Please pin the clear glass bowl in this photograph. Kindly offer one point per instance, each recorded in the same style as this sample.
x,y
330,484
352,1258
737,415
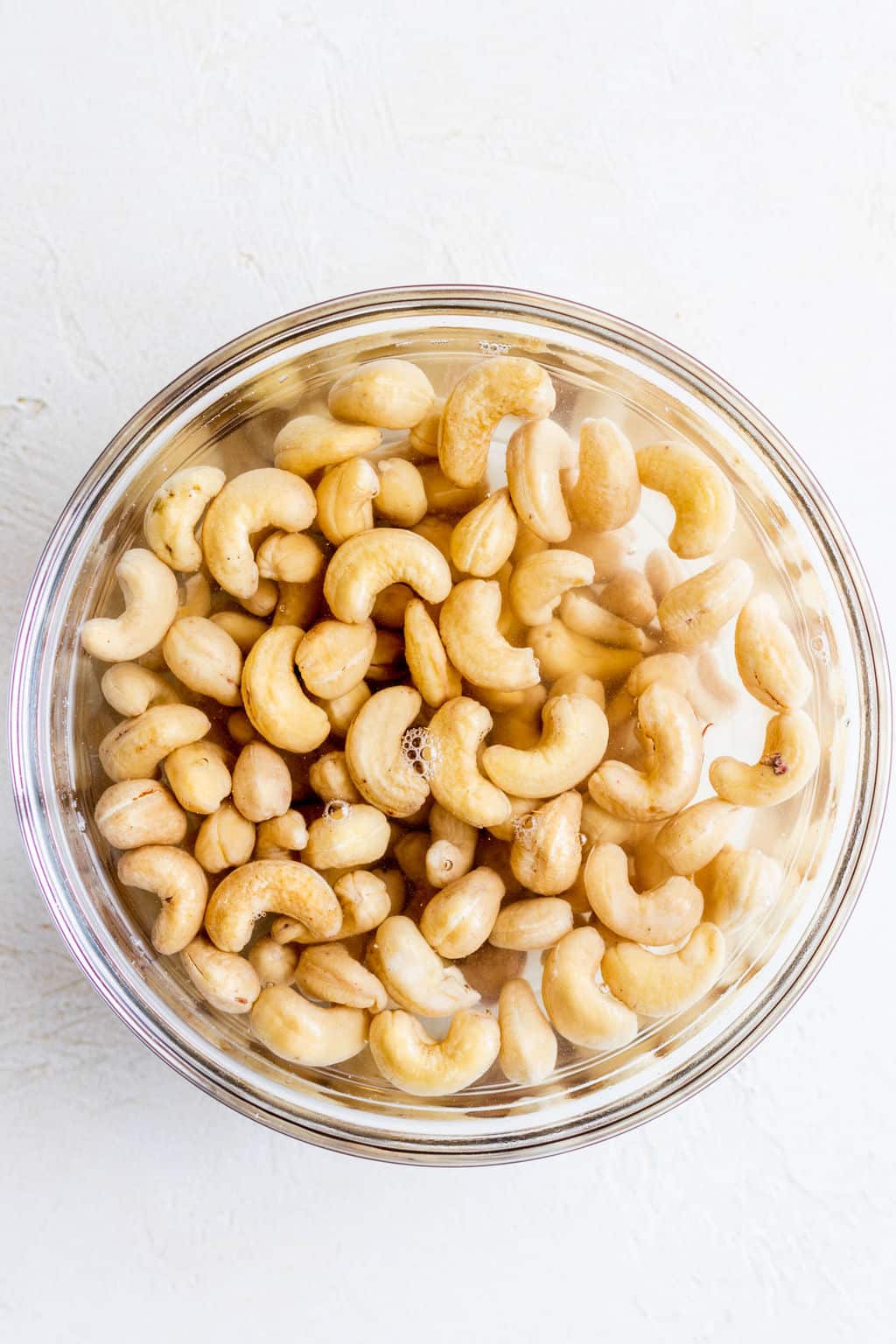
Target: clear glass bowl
x,y
228,409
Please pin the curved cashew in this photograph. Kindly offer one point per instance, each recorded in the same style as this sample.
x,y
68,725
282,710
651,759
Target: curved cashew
x,y
480,399
577,1003
150,591
413,975
270,885
607,489
225,978
654,985
172,514
388,393
673,745
135,747
528,1045
788,762
574,737
454,737
697,491
180,885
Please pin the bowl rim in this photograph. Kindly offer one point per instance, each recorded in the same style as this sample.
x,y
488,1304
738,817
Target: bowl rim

PROBLEM TO SOLVE >> Reproduce the material above in full, images excluded.

THE ANSWER >>
Please pin the clear glass bowl in this photograph. Kindly offer one point per instance, each recorded in the same style as this sample.
x,y
330,484
352,1258
737,415
Target: clear glass bowl
x,y
228,409
Please pin the curved cashew in this photograph. Kindly offer one point per instance, each recorded in the same style as this sample.
x,y
68,725
282,710
651,759
Target: curved cashew
x,y
480,399
577,1003
150,591
413,975
270,885
607,489
225,978
654,985
172,514
388,393
673,745
135,747
528,1045
788,762
574,737
454,737
697,491
180,885
Please pin the bowl rim in this photograph. Kindly offer one point per instance, each recorded in the same style as this sample.
x,y
488,1304
738,817
Target: bowl rim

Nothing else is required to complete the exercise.